* [What is needed] Locate the string "brass" in the records below. Copy every line where it occurs.

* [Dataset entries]

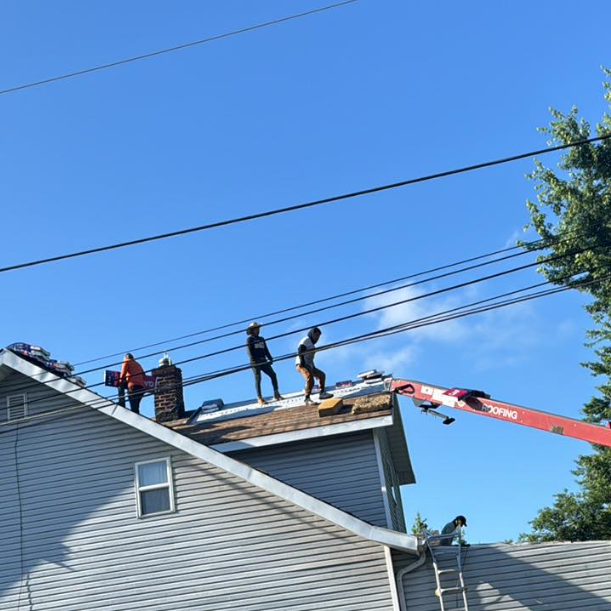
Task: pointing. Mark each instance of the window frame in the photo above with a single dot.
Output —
(169, 485)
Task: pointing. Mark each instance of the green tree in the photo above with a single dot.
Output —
(573, 211)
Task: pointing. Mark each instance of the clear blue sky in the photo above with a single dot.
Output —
(371, 93)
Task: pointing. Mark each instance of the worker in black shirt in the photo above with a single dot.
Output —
(261, 361)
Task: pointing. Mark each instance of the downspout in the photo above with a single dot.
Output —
(399, 578)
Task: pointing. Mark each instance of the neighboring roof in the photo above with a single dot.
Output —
(383, 536)
(246, 425)
(500, 577)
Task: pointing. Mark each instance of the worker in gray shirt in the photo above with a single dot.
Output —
(305, 365)
(453, 527)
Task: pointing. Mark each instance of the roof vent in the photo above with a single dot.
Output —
(372, 374)
(211, 406)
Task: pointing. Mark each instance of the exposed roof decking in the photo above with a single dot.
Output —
(273, 423)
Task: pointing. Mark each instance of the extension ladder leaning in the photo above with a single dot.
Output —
(441, 549)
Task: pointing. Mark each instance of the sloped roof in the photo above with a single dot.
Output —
(246, 425)
(274, 422)
(500, 577)
(383, 536)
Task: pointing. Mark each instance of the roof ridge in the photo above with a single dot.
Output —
(377, 534)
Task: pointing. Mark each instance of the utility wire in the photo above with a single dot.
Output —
(311, 204)
(437, 318)
(195, 43)
(538, 244)
(316, 311)
(365, 312)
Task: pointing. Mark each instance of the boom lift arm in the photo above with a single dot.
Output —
(428, 398)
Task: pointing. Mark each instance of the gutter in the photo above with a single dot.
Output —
(399, 578)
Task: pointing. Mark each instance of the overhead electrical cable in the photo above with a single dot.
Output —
(437, 318)
(181, 47)
(372, 310)
(310, 204)
(316, 310)
(538, 244)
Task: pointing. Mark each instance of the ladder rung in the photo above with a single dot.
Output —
(451, 590)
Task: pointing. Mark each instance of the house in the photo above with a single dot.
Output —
(234, 506)
(106, 509)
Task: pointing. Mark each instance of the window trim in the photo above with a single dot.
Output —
(169, 485)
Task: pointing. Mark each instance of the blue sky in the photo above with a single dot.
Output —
(375, 92)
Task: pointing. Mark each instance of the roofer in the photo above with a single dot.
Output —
(132, 375)
(453, 527)
(261, 361)
(305, 365)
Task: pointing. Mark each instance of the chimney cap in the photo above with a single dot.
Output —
(165, 360)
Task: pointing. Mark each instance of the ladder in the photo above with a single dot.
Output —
(442, 553)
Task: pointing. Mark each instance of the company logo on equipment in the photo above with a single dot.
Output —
(503, 412)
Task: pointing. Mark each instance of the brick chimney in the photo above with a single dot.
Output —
(169, 402)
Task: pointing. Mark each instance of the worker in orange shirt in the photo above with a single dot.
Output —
(132, 375)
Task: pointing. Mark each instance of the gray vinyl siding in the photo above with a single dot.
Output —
(391, 483)
(340, 470)
(229, 545)
(554, 576)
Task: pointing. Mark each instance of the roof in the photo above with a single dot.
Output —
(247, 425)
(500, 577)
(383, 536)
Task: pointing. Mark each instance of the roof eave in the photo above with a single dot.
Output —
(383, 536)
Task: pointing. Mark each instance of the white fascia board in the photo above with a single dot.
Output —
(313, 433)
(396, 540)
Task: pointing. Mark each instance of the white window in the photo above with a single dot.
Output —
(154, 488)
(16, 407)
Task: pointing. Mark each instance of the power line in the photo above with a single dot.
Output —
(311, 204)
(538, 244)
(301, 314)
(433, 319)
(317, 310)
(364, 312)
(180, 47)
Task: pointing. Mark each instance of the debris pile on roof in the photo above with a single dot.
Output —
(39, 356)
(364, 405)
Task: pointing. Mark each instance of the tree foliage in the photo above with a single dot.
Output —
(573, 211)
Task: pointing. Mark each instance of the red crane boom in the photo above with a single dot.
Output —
(429, 397)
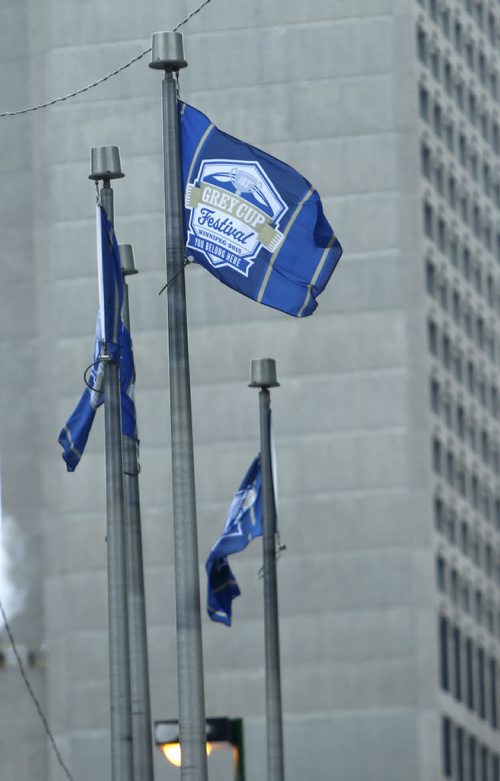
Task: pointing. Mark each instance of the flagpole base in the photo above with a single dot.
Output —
(263, 373)
(167, 51)
(105, 163)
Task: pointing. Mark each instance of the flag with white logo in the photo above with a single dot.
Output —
(254, 222)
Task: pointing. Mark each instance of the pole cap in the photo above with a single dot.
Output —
(263, 373)
(105, 163)
(127, 259)
(167, 51)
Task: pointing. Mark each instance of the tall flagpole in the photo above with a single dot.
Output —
(263, 376)
(105, 165)
(168, 55)
(138, 641)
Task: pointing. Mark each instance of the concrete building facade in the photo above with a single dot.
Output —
(387, 449)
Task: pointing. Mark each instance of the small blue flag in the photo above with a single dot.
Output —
(254, 222)
(74, 435)
(243, 524)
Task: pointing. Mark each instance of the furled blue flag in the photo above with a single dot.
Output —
(243, 523)
(254, 222)
(74, 435)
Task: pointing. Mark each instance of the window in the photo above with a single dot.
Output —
(428, 220)
(432, 334)
(457, 658)
(437, 119)
(438, 514)
(491, 27)
(481, 65)
(483, 124)
(446, 350)
(457, 36)
(472, 758)
(443, 653)
(481, 683)
(493, 693)
(456, 306)
(469, 669)
(460, 753)
(441, 574)
(425, 159)
(435, 395)
(422, 45)
(448, 78)
(496, 137)
(460, 421)
(423, 95)
(469, 54)
(430, 277)
(447, 747)
(464, 538)
(441, 234)
(484, 763)
(436, 63)
(450, 136)
(452, 191)
(462, 147)
(436, 455)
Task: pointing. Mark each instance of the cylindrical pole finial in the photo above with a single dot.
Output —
(263, 373)
(127, 259)
(105, 163)
(167, 51)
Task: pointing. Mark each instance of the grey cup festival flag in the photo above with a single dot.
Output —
(254, 222)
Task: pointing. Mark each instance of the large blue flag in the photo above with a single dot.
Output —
(254, 222)
(243, 524)
(74, 434)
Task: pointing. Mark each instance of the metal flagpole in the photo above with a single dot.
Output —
(263, 376)
(142, 736)
(105, 165)
(168, 55)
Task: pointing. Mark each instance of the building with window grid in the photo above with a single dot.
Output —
(458, 103)
(388, 414)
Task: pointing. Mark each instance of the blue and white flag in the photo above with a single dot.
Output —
(254, 222)
(243, 524)
(75, 433)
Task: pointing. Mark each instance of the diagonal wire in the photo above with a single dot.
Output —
(32, 693)
(103, 78)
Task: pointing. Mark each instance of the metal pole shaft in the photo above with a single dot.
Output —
(119, 670)
(188, 618)
(274, 718)
(142, 736)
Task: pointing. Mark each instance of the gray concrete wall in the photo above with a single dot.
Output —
(329, 88)
(22, 743)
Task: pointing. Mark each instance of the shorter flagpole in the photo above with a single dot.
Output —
(138, 642)
(263, 376)
(105, 165)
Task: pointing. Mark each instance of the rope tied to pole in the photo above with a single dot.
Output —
(109, 75)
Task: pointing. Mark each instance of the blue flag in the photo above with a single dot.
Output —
(74, 435)
(254, 222)
(243, 524)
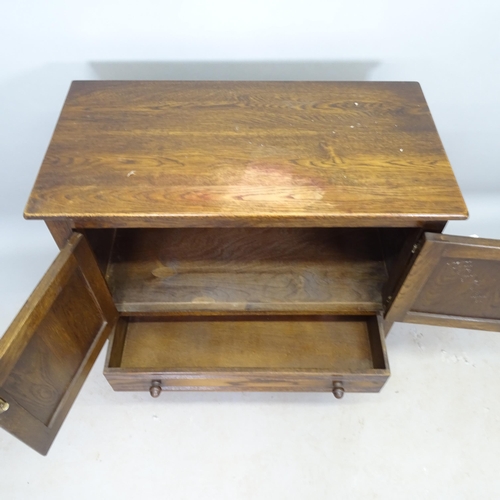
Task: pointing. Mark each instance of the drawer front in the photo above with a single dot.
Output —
(253, 353)
(272, 382)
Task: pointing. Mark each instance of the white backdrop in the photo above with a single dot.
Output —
(442, 442)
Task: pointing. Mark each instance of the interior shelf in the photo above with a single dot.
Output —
(268, 270)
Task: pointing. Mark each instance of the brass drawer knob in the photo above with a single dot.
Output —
(155, 389)
(4, 406)
(338, 390)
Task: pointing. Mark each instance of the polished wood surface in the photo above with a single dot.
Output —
(245, 153)
(454, 281)
(269, 270)
(50, 347)
(249, 353)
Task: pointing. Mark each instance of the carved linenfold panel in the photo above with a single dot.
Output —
(462, 287)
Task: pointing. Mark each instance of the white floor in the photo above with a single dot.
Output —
(433, 431)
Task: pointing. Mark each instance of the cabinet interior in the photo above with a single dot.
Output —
(249, 308)
(248, 270)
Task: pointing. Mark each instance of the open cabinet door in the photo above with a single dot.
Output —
(48, 351)
(454, 281)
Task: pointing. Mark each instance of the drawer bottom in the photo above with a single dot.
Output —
(248, 353)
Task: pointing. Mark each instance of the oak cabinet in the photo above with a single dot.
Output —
(238, 236)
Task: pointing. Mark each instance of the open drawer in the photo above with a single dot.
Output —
(248, 353)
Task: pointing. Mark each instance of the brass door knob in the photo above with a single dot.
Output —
(4, 406)
(338, 390)
(155, 389)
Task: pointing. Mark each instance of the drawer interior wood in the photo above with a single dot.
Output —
(226, 270)
(220, 348)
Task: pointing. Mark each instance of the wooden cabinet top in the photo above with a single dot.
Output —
(167, 153)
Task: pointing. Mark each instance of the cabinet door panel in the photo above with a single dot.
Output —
(50, 347)
(454, 281)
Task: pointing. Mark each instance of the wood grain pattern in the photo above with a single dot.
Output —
(453, 282)
(171, 154)
(50, 347)
(247, 269)
(249, 353)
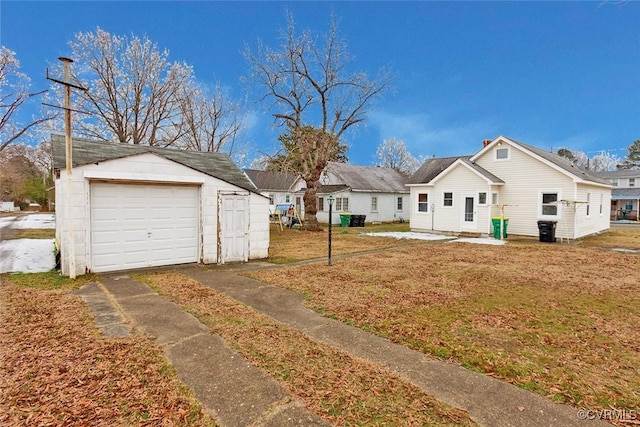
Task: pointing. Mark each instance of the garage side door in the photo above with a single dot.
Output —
(136, 226)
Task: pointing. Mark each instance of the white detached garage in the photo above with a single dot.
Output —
(137, 206)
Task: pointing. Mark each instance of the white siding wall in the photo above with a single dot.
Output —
(525, 179)
(599, 206)
(360, 204)
(258, 226)
(460, 181)
(420, 221)
(151, 168)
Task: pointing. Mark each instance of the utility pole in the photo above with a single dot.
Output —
(71, 255)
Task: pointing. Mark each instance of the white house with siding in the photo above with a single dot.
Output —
(377, 193)
(508, 179)
(625, 195)
(134, 206)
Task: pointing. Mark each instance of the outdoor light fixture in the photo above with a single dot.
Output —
(330, 200)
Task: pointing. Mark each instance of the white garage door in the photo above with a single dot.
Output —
(135, 226)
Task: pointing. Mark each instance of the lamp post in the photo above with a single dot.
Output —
(330, 199)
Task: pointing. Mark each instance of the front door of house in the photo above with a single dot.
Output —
(234, 228)
(469, 213)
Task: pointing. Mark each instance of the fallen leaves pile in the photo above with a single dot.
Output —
(562, 321)
(340, 388)
(55, 369)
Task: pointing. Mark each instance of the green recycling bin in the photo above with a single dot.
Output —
(496, 227)
(345, 219)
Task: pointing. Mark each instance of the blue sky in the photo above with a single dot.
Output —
(550, 74)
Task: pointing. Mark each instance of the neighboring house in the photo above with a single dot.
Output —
(8, 207)
(280, 187)
(378, 193)
(625, 195)
(138, 206)
(510, 179)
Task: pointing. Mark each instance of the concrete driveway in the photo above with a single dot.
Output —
(26, 255)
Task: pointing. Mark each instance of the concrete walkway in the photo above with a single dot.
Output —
(237, 393)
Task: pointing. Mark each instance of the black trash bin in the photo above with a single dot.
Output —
(547, 231)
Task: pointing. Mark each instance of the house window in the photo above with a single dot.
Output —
(502, 153)
(423, 202)
(482, 198)
(601, 201)
(447, 199)
(550, 204)
(342, 204)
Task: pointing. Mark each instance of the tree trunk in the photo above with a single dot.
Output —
(311, 206)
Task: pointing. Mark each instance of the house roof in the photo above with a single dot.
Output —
(558, 161)
(368, 178)
(328, 189)
(625, 193)
(87, 151)
(620, 173)
(268, 180)
(482, 171)
(432, 168)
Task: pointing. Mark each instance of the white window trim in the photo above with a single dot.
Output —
(558, 214)
(453, 203)
(601, 203)
(504, 158)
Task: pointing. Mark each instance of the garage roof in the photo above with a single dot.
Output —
(87, 151)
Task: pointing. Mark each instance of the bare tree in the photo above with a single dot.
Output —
(392, 153)
(14, 92)
(632, 160)
(209, 120)
(603, 161)
(314, 97)
(133, 88)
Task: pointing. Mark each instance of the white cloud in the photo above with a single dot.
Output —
(424, 138)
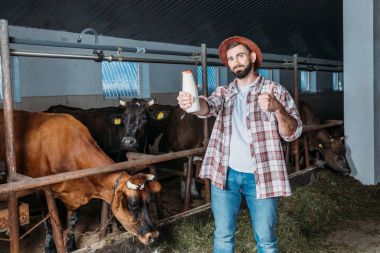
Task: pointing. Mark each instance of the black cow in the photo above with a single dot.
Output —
(117, 129)
(181, 131)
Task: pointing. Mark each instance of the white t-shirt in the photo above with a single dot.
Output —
(240, 154)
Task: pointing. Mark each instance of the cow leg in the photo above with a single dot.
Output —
(49, 241)
(157, 196)
(72, 219)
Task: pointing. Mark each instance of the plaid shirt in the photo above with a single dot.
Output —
(265, 142)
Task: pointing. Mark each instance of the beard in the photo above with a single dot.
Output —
(240, 74)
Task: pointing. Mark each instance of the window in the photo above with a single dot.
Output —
(16, 86)
(125, 79)
(212, 79)
(337, 81)
(308, 81)
(270, 74)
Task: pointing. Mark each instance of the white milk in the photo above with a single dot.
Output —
(188, 85)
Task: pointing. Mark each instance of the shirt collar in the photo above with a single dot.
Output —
(257, 85)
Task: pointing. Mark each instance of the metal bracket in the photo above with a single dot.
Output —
(140, 50)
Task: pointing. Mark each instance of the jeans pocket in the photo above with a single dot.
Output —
(267, 116)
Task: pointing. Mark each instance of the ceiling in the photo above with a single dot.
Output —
(307, 27)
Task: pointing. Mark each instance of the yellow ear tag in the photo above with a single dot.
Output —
(160, 115)
(117, 121)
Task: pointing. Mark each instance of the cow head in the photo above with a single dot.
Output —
(130, 205)
(334, 153)
(135, 118)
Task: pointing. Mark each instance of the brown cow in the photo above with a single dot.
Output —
(183, 131)
(49, 143)
(117, 129)
(331, 148)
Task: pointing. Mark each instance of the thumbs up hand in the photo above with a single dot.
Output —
(268, 102)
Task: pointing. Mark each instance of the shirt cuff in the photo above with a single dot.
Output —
(295, 135)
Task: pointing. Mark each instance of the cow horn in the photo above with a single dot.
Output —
(132, 186)
(149, 177)
(151, 102)
(122, 102)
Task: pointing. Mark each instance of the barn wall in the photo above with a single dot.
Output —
(361, 75)
(376, 11)
(77, 83)
(45, 82)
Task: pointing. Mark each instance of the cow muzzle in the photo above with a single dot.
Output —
(148, 238)
(129, 142)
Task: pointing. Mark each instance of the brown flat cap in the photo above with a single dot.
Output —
(247, 42)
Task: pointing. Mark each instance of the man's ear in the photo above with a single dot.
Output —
(116, 119)
(117, 200)
(253, 57)
(159, 115)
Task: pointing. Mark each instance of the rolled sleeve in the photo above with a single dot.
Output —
(297, 133)
(215, 103)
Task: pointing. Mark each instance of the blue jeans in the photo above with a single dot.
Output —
(225, 206)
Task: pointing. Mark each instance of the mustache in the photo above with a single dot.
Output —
(238, 66)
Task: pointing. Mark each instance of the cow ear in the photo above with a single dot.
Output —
(154, 186)
(116, 119)
(159, 115)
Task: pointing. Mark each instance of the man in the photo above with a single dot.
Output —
(244, 156)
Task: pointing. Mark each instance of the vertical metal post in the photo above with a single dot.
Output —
(103, 221)
(14, 223)
(157, 196)
(7, 99)
(189, 176)
(55, 223)
(297, 99)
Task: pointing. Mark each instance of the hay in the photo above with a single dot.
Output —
(304, 220)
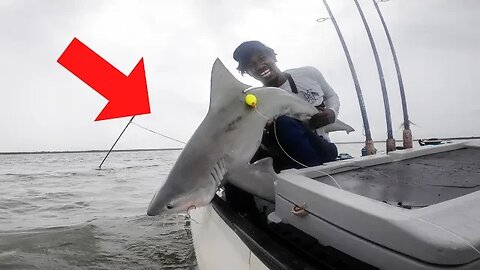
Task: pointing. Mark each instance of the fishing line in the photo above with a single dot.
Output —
(298, 162)
(165, 136)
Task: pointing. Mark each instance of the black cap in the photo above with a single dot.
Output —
(244, 52)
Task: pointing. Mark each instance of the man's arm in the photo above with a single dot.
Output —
(328, 114)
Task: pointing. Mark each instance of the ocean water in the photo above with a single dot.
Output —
(59, 211)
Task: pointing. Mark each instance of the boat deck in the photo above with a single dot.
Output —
(416, 182)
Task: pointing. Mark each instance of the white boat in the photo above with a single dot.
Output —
(409, 209)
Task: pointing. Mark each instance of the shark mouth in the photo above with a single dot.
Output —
(265, 73)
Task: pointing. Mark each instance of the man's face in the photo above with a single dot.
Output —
(262, 67)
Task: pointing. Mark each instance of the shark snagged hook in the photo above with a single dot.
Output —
(189, 217)
(251, 100)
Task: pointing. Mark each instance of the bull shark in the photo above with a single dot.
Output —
(224, 143)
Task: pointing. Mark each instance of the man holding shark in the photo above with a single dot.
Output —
(221, 148)
(291, 143)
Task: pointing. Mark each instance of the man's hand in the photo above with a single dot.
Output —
(322, 118)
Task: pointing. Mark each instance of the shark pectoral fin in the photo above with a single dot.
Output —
(257, 178)
(338, 125)
(218, 172)
(224, 86)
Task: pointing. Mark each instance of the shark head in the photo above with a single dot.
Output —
(227, 138)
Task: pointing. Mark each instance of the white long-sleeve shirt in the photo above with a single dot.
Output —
(313, 88)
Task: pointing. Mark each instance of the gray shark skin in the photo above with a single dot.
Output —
(257, 178)
(225, 142)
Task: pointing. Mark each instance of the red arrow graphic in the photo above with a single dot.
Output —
(127, 95)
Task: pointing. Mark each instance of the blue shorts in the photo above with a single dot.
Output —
(301, 146)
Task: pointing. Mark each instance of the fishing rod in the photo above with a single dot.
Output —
(369, 146)
(390, 140)
(131, 119)
(407, 133)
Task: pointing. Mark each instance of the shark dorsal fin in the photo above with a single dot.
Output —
(224, 86)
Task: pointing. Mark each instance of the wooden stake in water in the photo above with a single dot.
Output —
(131, 119)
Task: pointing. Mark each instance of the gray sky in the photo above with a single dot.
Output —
(45, 107)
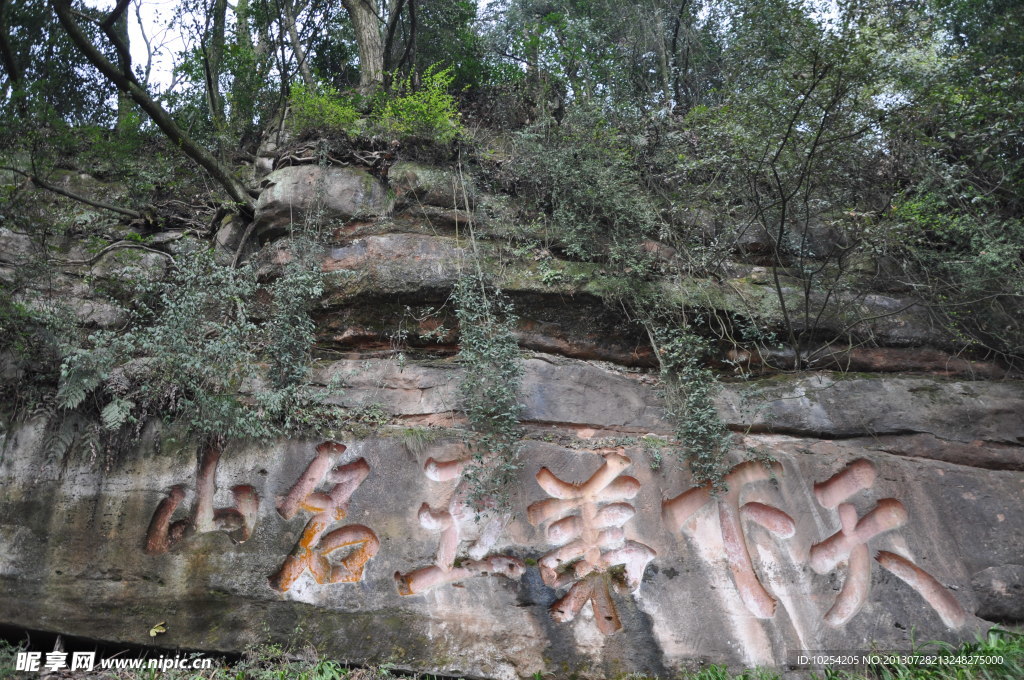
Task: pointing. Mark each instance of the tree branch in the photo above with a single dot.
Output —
(127, 83)
(75, 197)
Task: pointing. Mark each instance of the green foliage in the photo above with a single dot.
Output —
(290, 330)
(582, 179)
(969, 264)
(689, 389)
(489, 388)
(194, 355)
(427, 112)
(323, 109)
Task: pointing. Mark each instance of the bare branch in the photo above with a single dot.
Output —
(75, 197)
(127, 83)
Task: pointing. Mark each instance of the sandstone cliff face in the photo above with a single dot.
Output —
(894, 508)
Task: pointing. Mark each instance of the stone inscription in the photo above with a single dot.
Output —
(237, 521)
(316, 545)
(586, 520)
(850, 545)
(678, 510)
(446, 522)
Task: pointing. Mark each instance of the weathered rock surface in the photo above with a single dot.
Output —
(678, 580)
(291, 195)
(894, 509)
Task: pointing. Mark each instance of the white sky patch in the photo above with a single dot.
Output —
(152, 20)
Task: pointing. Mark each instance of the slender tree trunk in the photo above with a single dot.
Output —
(300, 52)
(213, 62)
(368, 36)
(126, 83)
(124, 61)
(6, 53)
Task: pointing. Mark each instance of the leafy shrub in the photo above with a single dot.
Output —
(581, 177)
(322, 109)
(969, 263)
(195, 351)
(489, 388)
(424, 113)
(689, 389)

* [Answer to the problem]
Task: pointing. Mark each instance of the brass drawer knob in the photo above with a single dot.
Task: pointing. Mark each instance of the brass door knob in the photo above with a single dot.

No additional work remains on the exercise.